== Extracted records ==
·····

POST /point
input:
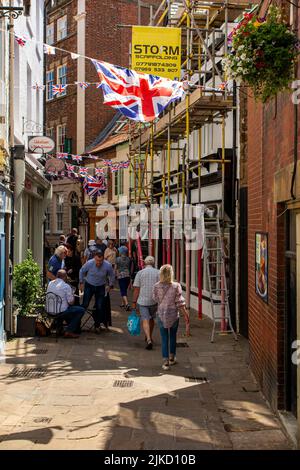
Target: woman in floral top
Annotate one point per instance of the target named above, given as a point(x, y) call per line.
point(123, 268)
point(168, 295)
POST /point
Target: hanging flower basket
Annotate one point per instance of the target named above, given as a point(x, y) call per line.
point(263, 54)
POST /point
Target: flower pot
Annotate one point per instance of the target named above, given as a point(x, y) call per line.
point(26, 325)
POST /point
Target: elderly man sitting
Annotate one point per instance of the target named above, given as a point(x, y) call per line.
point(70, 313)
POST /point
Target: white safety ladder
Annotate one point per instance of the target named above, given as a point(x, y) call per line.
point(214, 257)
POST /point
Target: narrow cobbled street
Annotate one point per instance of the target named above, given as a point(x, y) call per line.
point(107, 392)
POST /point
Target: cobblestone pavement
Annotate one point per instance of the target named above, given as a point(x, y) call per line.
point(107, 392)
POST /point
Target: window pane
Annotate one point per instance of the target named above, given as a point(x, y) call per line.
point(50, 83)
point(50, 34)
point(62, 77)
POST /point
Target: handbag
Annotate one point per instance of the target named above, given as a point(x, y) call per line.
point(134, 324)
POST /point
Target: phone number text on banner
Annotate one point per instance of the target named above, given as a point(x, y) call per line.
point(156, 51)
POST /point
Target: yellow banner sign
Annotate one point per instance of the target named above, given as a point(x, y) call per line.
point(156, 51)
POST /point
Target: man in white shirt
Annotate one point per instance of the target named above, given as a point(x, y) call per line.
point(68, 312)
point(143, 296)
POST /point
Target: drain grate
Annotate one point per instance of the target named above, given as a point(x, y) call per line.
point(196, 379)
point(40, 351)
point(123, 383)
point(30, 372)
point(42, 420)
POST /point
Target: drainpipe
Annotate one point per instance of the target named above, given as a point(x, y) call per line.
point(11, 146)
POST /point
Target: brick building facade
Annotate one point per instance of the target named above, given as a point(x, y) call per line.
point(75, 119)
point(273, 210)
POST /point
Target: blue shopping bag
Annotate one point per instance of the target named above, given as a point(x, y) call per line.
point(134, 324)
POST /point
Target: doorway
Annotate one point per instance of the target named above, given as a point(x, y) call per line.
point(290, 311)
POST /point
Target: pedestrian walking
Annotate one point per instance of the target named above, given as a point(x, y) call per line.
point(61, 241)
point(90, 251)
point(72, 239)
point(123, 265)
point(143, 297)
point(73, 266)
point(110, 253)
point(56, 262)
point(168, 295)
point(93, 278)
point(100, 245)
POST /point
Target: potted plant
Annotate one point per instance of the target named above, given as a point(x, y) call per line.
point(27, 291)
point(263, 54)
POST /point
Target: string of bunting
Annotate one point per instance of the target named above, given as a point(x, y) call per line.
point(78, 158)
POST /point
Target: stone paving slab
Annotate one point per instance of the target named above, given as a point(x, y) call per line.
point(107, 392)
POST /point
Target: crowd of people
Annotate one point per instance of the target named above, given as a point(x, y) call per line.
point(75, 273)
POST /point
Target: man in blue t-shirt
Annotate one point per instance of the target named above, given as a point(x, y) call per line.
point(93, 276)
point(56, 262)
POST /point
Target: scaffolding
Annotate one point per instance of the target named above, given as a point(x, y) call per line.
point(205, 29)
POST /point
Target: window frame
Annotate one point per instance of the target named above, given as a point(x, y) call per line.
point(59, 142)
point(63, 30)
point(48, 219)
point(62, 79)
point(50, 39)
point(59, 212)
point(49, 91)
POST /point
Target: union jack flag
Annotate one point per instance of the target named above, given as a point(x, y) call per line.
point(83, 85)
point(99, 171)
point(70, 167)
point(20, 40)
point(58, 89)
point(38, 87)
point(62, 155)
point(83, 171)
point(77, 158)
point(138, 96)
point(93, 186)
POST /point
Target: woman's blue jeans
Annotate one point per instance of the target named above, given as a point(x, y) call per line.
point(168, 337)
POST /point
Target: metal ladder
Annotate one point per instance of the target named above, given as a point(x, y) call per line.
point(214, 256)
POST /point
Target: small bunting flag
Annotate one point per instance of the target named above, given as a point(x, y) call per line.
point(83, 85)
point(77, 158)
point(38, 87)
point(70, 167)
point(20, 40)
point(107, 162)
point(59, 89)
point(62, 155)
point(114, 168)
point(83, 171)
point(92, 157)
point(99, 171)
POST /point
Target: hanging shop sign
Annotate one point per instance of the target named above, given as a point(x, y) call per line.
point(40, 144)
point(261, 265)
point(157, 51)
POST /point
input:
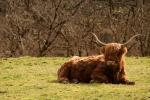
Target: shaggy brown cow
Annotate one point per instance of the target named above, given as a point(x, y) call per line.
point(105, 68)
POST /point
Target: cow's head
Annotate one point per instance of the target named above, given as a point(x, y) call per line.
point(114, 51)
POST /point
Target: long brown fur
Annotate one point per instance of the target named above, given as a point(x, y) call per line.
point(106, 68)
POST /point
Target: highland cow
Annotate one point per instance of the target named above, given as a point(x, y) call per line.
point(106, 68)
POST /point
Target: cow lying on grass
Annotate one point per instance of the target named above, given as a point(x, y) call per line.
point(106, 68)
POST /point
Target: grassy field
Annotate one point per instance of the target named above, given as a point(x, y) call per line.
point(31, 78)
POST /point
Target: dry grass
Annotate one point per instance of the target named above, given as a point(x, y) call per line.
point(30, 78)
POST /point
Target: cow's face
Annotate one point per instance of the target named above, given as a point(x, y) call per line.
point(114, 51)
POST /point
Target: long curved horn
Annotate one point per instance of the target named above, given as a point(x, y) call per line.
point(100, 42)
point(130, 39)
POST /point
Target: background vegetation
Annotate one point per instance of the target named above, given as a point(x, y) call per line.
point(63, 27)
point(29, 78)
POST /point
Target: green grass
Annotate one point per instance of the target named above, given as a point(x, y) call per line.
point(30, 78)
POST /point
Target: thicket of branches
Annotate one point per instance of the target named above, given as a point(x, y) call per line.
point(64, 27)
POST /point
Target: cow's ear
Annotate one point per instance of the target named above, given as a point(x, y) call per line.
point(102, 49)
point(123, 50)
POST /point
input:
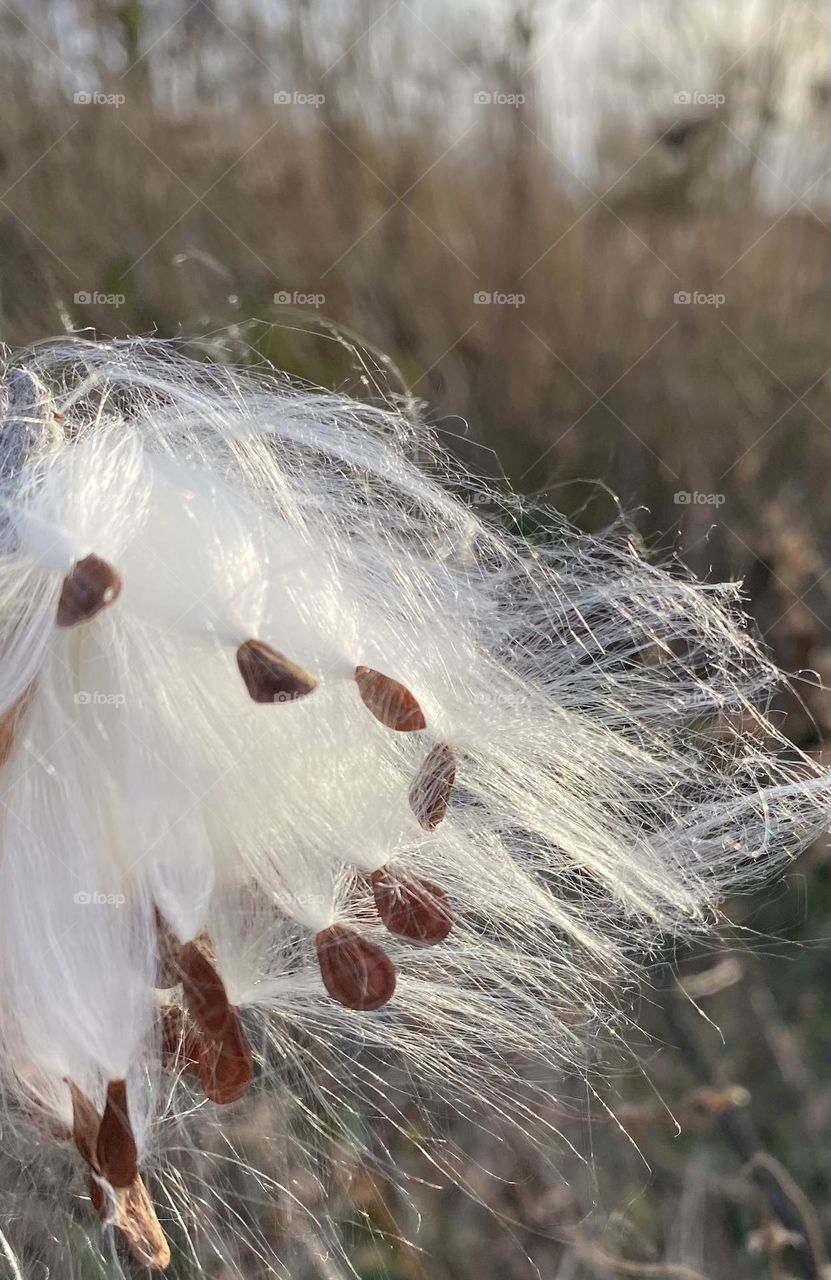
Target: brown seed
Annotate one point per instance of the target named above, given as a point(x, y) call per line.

·····

== EXERCISE ==
Where a line of the records has the string "shirt", copy that line.

== EXERCISE OUTPUT ==
Target: man in white shirt
Target: man in blue t-shirt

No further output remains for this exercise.